- The task -
Repeat verbatim the lines of the data below, beginning with the line containing "Every instance of the cave" and continuing to the end.

— START Supplied information —

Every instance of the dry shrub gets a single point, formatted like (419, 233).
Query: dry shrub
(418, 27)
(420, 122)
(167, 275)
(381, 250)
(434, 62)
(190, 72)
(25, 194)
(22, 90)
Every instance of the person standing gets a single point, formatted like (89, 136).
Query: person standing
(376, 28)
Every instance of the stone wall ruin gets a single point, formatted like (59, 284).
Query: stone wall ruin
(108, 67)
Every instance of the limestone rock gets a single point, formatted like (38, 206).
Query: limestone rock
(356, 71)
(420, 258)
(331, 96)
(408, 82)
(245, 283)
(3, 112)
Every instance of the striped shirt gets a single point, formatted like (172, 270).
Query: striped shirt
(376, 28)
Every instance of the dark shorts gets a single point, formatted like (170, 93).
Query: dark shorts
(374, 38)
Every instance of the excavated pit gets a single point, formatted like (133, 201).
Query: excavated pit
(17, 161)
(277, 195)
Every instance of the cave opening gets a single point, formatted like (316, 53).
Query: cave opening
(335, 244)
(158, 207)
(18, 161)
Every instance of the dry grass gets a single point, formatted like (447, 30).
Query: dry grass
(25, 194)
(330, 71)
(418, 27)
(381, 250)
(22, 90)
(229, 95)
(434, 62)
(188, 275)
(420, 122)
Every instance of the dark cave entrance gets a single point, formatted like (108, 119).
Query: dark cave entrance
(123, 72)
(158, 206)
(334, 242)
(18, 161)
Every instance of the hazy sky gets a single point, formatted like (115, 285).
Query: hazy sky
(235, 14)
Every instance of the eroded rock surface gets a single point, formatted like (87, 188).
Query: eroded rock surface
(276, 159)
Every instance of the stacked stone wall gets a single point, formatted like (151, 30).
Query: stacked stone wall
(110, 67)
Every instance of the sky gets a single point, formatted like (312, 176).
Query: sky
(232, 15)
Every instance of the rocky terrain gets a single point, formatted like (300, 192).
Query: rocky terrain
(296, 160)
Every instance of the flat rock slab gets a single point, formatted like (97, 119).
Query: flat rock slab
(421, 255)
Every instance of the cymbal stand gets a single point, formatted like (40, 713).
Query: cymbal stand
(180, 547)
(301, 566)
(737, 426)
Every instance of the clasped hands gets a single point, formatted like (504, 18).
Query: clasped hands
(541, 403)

— END Supplied information —

- Worked answer -
Every instance of the cave opening gets a single point, formatted like (316, 53).
Query: cave opening
(335, 244)
(158, 207)
(18, 161)
Every instance of the dry grass gets a single point, formatted like (447, 30).
Query: dry grass
(25, 194)
(330, 71)
(418, 27)
(381, 250)
(22, 90)
(229, 95)
(434, 62)
(188, 275)
(420, 122)
Every instance of the dark cave entrance gets a single point, formatted like (108, 119).
Query: dark cave entrance
(123, 72)
(158, 206)
(334, 242)
(18, 161)
Every instance of the hazy sky gets a single point, formatted like (115, 285).
Query: hazy sky
(235, 14)
Every instance of the eroded rock surface gets a single point, formatted like (87, 188).
Query: eroded rock surface
(276, 159)
Every instance of the stacked stone wall gets a single point, formatted like (151, 30).
Query: stacked stone wall
(110, 67)
Every instance of the sky gets a single point, formatted like (312, 176).
Query: sky
(232, 15)
Every instance of the rocky terrain gets a single point, formatted like (300, 192).
Query: rocky terrain
(296, 160)
Every instance of the flat rock slab gets a single point, formatted like (97, 119).
Query: flat rock slab
(421, 255)
Every instance of the cymbal stand gets a single point, formatted like (40, 713).
Query: cymbal stand
(180, 547)
(301, 566)
(737, 426)
Every instance of the clasped hands gets a single point, formatted like (504, 18).
Query: clasped hands
(541, 403)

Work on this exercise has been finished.